__GOAL__. Copy the lines below word for word, from the line with "If you could indicate the sea" through the last line, including both ends. Leave the pictures out of your copy.

__MATERIAL PROVIDED__.
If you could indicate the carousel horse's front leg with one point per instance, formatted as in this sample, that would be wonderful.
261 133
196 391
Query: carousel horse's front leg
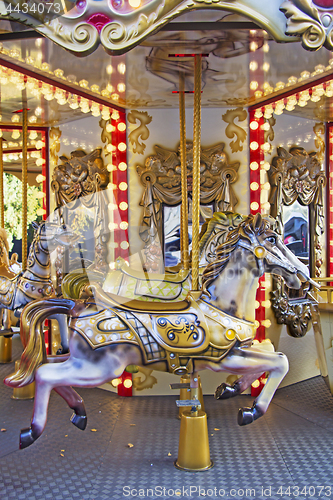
63 329
251 363
100 367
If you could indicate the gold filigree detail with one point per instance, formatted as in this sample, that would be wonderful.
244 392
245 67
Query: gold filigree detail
319 130
55 134
303 19
140 132
235 130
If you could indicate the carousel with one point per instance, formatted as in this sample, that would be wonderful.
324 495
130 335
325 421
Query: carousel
166 253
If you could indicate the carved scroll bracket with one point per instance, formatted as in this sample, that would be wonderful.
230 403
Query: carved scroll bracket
161 178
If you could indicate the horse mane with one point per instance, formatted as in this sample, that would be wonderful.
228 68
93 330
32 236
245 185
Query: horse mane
252 226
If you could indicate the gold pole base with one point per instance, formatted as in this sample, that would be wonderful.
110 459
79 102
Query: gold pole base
26 392
193 451
5 349
186 394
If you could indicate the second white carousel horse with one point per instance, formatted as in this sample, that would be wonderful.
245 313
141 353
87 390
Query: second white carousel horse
214 331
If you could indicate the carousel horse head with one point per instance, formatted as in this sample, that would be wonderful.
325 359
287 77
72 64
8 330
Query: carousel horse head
265 253
49 235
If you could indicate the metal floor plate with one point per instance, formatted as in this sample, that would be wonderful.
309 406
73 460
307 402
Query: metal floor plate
292 445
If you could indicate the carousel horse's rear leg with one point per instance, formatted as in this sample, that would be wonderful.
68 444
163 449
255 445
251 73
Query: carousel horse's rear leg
252 363
75 402
226 391
76 372
63 329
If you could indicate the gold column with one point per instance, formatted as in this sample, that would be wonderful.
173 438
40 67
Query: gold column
184 206
24 187
2 203
196 172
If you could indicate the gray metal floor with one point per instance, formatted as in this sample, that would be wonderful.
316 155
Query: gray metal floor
292 445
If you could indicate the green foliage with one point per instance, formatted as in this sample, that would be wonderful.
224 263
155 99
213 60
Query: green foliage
13 206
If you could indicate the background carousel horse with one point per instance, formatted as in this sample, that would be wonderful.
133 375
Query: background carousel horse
173 285
16 290
9 268
212 331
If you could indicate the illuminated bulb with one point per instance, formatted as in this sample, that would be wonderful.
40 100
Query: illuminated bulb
40 178
110 128
254 145
123 205
254 85
59 73
16 134
116 381
121 68
127 383
253 65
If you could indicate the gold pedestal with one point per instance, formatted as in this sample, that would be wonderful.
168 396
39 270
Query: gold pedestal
26 392
5 349
193 452
185 394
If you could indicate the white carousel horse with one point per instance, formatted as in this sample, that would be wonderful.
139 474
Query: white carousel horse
214 331
17 290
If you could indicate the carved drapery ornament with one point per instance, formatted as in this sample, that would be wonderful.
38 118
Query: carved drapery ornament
297 175
161 178
311 20
82 178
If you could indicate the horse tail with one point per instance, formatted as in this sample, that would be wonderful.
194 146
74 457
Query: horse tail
31 331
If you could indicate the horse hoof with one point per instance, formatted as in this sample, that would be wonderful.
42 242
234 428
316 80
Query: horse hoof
225 391
62 351
79 421
248 415
26 438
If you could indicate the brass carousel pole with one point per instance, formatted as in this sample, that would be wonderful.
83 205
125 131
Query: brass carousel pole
24 187
184 205
196 172
193 451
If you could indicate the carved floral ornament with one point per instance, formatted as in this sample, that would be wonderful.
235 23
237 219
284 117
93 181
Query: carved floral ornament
83 178
161 178
82 26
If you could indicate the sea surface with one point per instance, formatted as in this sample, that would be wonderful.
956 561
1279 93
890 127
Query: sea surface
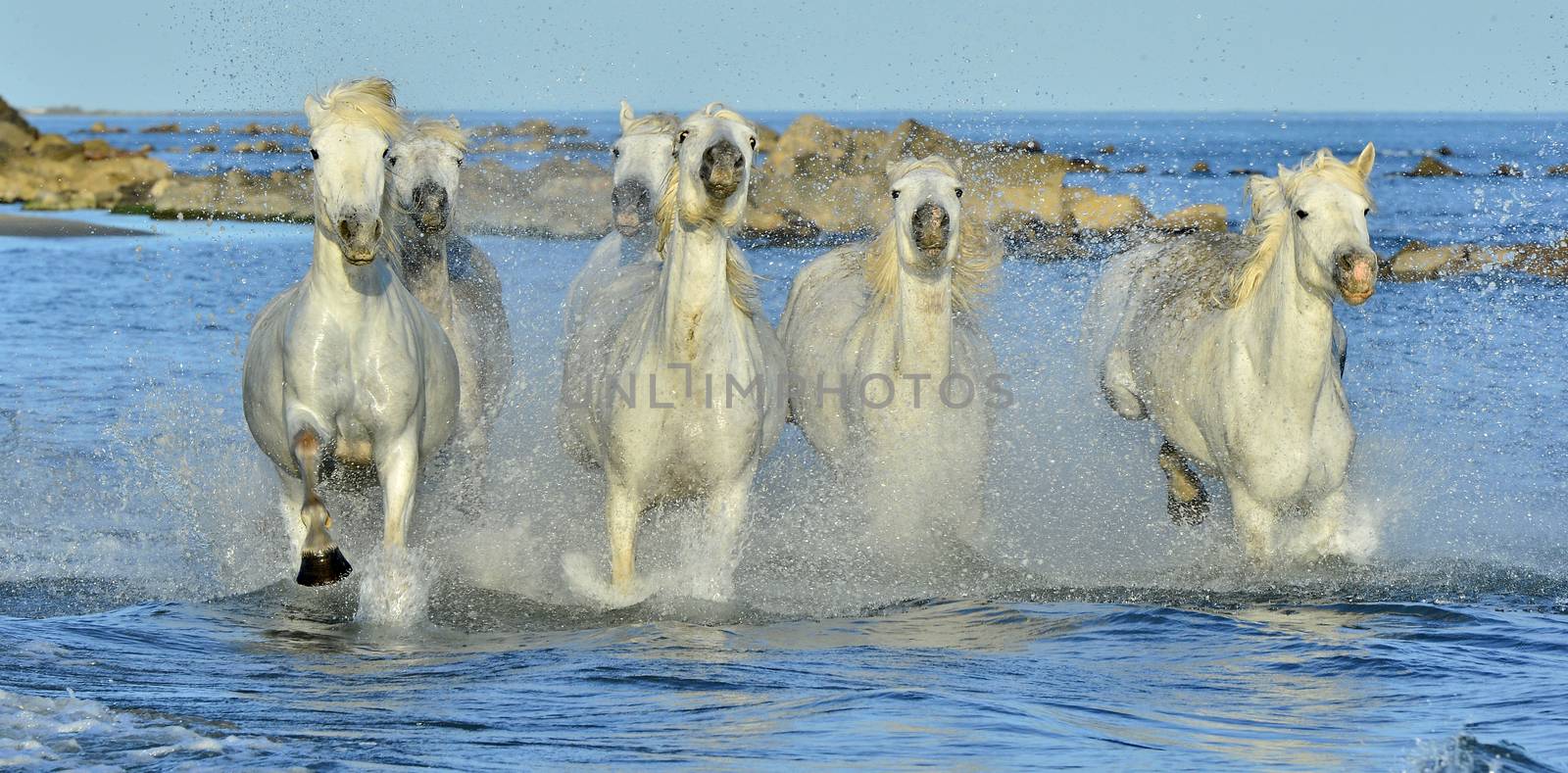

__RESPONSE BELOW__.
If you could indicate the sea surface with one point per instance, formatted as in this sample, that would be wonderful.
956 561
1279 93
890 127
Query: sea surface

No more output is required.